YOUR TASK — Exactness is required throughout. Return every record once more.

DATA TO USE —
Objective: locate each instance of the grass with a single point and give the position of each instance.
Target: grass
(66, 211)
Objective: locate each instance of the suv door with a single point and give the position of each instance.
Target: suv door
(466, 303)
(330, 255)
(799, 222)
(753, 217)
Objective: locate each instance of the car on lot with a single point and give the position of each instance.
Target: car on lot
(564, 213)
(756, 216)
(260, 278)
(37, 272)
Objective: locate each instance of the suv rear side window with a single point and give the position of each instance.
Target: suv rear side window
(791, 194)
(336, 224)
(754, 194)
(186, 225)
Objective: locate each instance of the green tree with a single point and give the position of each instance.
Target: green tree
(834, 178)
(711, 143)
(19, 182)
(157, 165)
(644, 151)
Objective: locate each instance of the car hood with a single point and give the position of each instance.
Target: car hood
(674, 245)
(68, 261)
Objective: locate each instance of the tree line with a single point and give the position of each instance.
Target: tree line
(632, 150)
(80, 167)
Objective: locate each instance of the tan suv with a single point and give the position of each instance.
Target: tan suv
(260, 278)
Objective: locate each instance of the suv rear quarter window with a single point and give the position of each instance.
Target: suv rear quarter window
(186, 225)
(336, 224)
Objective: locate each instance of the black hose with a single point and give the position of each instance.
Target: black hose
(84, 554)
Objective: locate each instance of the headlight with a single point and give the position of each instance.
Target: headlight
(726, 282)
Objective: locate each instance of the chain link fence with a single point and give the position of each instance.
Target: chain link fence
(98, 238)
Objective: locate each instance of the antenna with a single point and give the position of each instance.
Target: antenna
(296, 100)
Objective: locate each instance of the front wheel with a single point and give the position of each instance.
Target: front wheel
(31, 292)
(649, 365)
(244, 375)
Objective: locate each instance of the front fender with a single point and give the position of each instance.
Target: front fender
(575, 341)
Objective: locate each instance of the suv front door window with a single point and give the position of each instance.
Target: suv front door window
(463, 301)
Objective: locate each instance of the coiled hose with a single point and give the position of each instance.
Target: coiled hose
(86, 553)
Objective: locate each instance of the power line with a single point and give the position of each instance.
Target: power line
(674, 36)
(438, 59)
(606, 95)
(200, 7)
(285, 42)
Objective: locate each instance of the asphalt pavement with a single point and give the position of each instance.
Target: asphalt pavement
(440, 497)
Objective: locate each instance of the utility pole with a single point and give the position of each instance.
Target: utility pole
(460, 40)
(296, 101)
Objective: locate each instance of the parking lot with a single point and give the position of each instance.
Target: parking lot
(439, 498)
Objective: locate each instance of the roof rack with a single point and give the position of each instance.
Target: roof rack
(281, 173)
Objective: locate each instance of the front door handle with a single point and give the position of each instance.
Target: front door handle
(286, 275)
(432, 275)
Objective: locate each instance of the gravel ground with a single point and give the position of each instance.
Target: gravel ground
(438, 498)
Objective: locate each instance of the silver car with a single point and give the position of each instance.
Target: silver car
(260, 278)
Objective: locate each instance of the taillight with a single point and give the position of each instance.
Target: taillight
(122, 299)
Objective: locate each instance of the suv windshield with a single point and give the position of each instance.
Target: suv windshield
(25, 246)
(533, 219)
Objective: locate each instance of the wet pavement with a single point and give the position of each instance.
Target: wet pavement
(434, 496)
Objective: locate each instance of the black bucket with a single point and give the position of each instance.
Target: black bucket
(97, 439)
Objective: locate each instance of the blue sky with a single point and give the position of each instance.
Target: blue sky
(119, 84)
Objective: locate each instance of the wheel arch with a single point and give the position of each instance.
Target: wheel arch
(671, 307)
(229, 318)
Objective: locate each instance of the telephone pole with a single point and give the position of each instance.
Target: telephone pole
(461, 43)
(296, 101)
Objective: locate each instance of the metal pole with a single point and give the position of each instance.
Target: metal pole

OUTPUT FOR THIS TASK —
Objective: locate each instance of the grass with a single point and give the position of each instance.
Target: grass
(66, 211)
Objective: locate each instance of the suv door with a single point and give the position of each instance.
Target: suv door
(466, 303)
(330, 255)
(799, 222)
(753, 217)
Objective: locate each instance of the car on lot with a single point and give the position of each instance.
Target: car on lot
(564, 213)
(756, 216)
(260, 278)
(37, 272)
Objective: locate each instance of the suv rear side window with a single point and give the position of each instance.
Target: suv rear side window
(791, 194)
(336, 224)
(754, 194)
(186, 225)
Objective: locate each instance of the green tree with a single point and give the position of each instance.
Target: green tree
(834, 178)
(711, 143)
(19, 182)
(157, 165)
(644, 151)
Objective: locate each instance of the car hood with a single point and give the position of each instance.
Target: car hood
(674, 245)
(68, 261)
Objective: locate each instance of the tree line with a single point and give the position of each instance.
Target: tree line
(632, 150)
(80, 167)
Objective: locate each instance of the tan suv with a single point and give the position of each instance.
Target: tan suv
(260, 278)
Objective: locate each instance of the suv rear quarter window with a single point and give the position of each instance.
Target: suv rear quarter window
(186, 225)
(336, 224)
Objective: locate each instance of the black hose with a single point and give the position of each instance.
Target: black hose
(84, 554)
Objective: locate each instance of the headlight with a single point and give the position of each instance.
Target: headlight
(726, 282)
Objective: locate each instance of the chain link fence with a single point and give the position of each instance.
Target: chain link fence
(98, 238)
Objective: locate each instance of the antenna with a single point and give the position of each instance.
Target: antenna
(296, 100)
Objective: locate each instance of the front wheel with a single point and give the position of each instance.
Target: front wheel
(31, 292)
(649, 365)
(244, 375)
Objective: locate each instance of the front fender with a single point and give the position of each instance.
Target: front fender
(575, 341)
Objective: locate each instance of the suv front door window with a single point and give the position of each instance.
Target: suv front door window
(463, 301)
Objective: locate each instance of the coiled hose with a single point and give the position of each instance.
Target: coiled hose
(86, 553)
Objective: locate each instance of the power line with a single point and give the position of each instance.
Target: power line
(674, 36)
(438, 59)
(606, 95)
(200, 7)
(285, 42)
Objective: locate each instance of the asphalt pavement with a single point and give the position of each instance.
Target: asphalt pavement
(440, 497)
Objective: locate each instance of the utility pole with a single point and give the position of each instance.
Target: utility pole
(460, 40)
(296, 101)
Objective: locate each instance of the parking lot with a single point and give the position of each instance.
Target: parking lot
(439, 498)
Objective: locate each instance of the roof rack with a single point and give the position of each instance.
Target: roof rack
(281, 173)
Objective: locate each instance of the front door handle with a single point and give the position of each instance.
Target: front door handle
(286, 275)
(432, 275)
Objective: locate each instance of the gravel ground with a single point and give the position of each instance.
Target: gravel ground
(438, 498)
Objective: locate each instance of the silver car with a single point and give the position of each instance.
Target: silver car
(260, 278)
Objective: locate each instance of the taillight with a single point and give the position of each instance.
Target: taillight
(122, 299)
Objective: locate each instance of the suv windshield with a single point and give the position of each instance.
Target: suv windshield
(25, 246)
(533, 219)
Objective: locate each instance of the wet pavement with a single point and give the position of each instance.
Target: wet pavement
(434, 496)
Objective: locate each instance of the black bucket with a single point and give the position of each instance.
Target: black bucket
(97, 439)
Objective: locate each instance of the blue sky with a single point and give the position of each instance.
Target: blue sky
(119, 84)
Objective: locate each instance of the wheel arch with a single point and give the position of each instance.
Target: wheel arch
(671, 307)
(229, 318)
Objective: locate each instance of the telephone pole with a single point and give the position of each instance.
Target: telephone pole
(461, 43)
(296, 101)
Objective: locate each instance of the metal pole with a single point and give the position of each instance.
Target: metal pole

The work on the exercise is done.